WORK TASK: Please return every line of the records below that holds the word "shrub".

··· DATA FOR ANALYSIS ···

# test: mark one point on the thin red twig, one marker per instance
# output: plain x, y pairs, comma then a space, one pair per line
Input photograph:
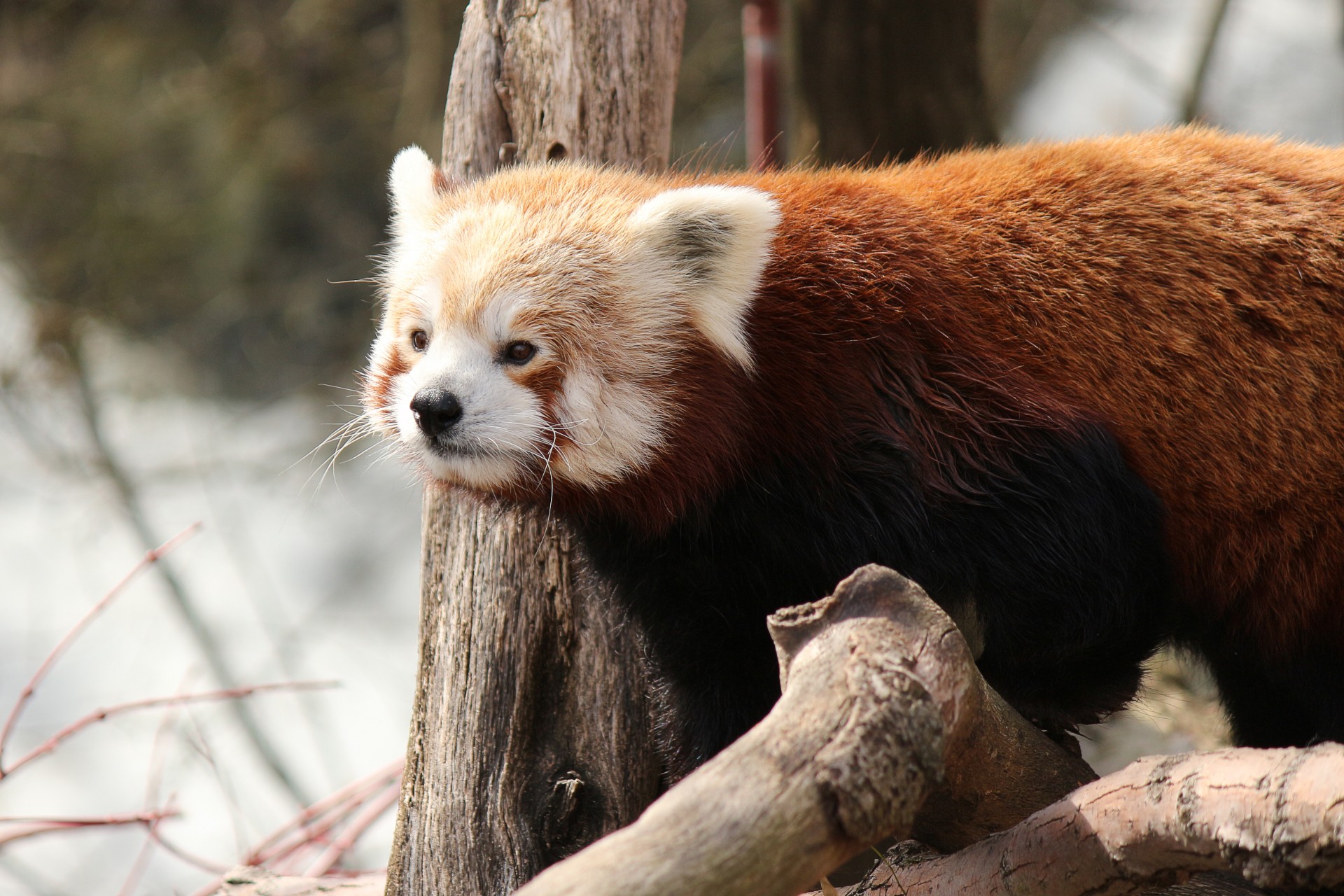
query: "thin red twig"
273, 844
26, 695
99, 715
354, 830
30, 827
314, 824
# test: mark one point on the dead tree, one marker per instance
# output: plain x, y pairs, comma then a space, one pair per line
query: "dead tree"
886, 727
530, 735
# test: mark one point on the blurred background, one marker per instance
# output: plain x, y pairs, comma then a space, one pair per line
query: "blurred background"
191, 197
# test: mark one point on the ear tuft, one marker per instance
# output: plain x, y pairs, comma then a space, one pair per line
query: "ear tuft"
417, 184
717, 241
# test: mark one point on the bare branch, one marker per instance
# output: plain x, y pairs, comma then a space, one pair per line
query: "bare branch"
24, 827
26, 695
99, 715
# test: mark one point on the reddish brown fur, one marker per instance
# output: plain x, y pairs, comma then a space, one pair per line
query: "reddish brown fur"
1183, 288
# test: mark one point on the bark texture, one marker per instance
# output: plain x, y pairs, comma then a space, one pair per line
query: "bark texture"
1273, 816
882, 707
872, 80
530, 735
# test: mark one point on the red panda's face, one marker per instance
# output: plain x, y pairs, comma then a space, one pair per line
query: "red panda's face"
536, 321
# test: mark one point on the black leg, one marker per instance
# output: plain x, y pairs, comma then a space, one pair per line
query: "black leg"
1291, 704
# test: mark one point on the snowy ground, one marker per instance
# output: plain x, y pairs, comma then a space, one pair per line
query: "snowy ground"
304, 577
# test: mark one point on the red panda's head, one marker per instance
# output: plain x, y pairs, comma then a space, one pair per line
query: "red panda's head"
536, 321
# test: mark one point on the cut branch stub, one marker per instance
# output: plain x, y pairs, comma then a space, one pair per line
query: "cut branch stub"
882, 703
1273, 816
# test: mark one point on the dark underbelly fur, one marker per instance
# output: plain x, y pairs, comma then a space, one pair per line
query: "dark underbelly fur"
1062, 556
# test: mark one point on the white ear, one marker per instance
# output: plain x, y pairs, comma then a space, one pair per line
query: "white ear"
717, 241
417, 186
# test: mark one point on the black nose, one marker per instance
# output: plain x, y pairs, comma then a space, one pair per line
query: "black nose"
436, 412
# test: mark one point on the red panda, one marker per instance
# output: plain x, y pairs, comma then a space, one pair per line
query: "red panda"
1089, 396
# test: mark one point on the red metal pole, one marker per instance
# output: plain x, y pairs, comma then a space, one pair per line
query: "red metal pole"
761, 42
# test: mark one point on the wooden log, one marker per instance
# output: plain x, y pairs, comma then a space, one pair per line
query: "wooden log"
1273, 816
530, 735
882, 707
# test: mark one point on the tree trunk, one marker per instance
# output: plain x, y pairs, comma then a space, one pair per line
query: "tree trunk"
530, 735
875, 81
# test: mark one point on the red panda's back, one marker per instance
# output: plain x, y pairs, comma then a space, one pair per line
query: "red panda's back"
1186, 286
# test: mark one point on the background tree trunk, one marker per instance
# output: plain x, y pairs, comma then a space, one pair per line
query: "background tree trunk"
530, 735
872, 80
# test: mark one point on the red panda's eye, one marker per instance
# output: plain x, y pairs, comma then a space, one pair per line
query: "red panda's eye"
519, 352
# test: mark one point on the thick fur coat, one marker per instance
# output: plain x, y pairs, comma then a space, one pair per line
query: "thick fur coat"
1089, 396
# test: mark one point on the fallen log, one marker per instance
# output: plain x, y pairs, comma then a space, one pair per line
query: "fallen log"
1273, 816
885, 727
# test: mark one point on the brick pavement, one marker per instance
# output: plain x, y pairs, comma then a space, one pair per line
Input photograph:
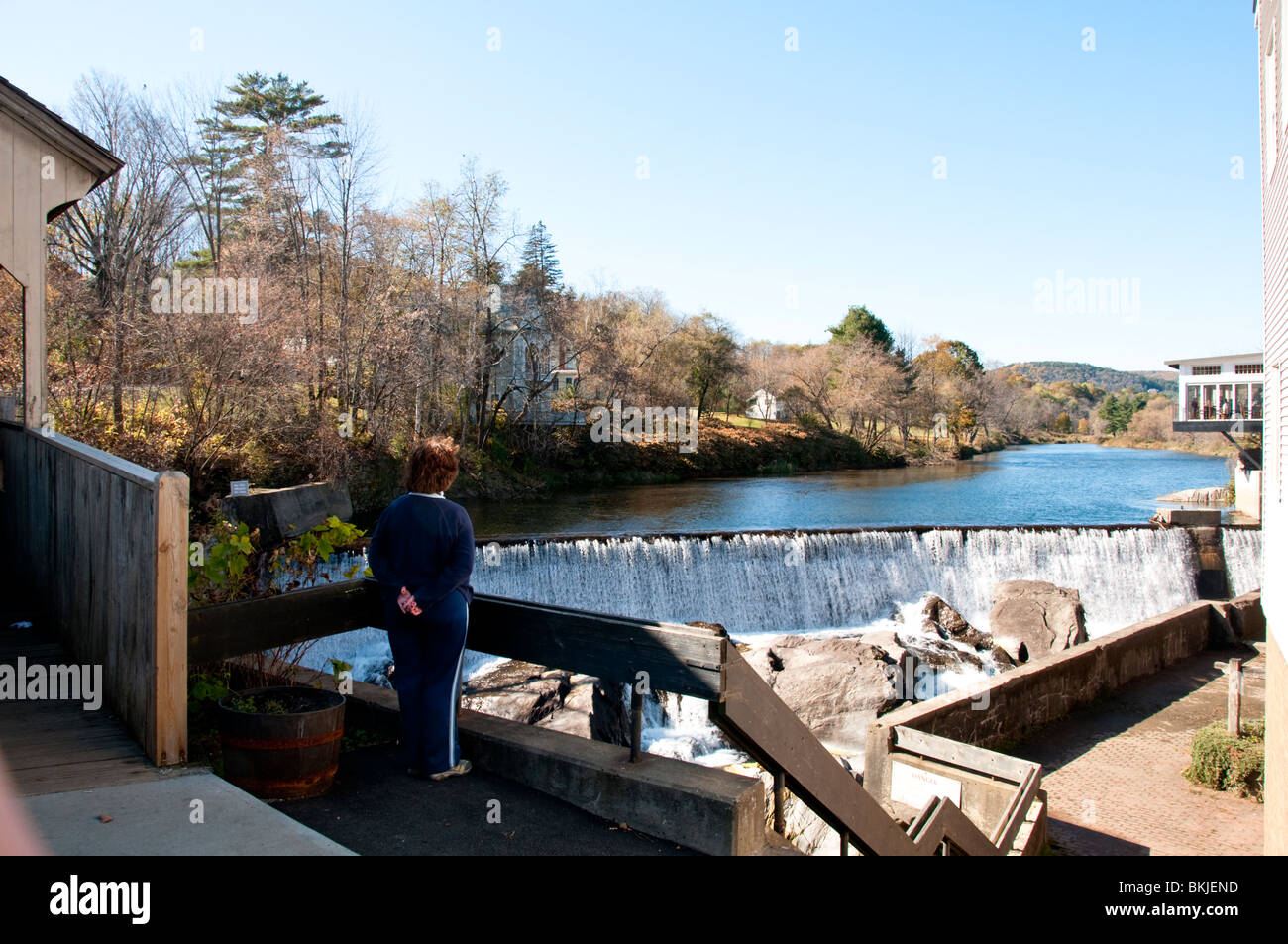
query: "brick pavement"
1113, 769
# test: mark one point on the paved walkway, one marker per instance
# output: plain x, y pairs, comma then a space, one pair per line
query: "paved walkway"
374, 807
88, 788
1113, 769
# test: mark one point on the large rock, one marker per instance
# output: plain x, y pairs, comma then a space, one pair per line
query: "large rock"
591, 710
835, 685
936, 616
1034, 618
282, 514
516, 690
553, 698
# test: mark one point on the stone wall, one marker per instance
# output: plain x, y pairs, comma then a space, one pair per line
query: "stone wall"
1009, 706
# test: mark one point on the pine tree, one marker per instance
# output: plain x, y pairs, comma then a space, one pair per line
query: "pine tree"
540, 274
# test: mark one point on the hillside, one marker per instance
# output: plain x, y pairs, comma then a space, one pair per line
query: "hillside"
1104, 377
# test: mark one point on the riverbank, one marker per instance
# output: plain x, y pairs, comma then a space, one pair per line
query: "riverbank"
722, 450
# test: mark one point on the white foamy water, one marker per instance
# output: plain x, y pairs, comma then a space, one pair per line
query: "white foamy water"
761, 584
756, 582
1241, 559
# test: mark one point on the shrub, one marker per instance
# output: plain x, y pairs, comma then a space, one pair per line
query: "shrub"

···
··· DATA FOR ANALYSIS ···

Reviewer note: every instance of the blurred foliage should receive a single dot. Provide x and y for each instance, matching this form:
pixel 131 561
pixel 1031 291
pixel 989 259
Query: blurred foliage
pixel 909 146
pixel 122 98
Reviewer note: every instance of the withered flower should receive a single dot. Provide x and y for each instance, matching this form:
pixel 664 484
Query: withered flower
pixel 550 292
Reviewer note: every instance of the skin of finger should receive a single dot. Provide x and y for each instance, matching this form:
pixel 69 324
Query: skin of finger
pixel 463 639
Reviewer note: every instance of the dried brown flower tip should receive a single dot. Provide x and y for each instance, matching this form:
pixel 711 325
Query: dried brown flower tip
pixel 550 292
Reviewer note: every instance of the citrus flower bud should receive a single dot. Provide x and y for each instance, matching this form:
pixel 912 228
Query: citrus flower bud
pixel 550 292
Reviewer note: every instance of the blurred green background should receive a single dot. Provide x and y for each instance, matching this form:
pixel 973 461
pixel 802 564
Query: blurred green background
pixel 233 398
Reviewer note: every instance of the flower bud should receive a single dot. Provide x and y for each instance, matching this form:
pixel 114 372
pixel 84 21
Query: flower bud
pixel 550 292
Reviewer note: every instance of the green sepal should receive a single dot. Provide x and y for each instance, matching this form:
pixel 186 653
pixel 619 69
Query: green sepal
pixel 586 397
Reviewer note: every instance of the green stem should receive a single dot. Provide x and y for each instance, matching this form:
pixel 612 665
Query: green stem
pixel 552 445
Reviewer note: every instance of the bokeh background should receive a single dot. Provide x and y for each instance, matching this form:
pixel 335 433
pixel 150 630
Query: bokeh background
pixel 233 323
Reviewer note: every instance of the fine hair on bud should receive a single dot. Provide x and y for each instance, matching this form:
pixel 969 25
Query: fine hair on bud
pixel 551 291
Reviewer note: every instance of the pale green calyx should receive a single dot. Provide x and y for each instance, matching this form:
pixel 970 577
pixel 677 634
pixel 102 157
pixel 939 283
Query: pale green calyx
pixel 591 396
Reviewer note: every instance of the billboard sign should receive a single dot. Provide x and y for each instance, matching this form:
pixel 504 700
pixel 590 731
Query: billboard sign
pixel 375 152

···

SOLUTION FOR THIS TASK:
# test: mark one point on the shrub, one marker per instance
query: "shrub"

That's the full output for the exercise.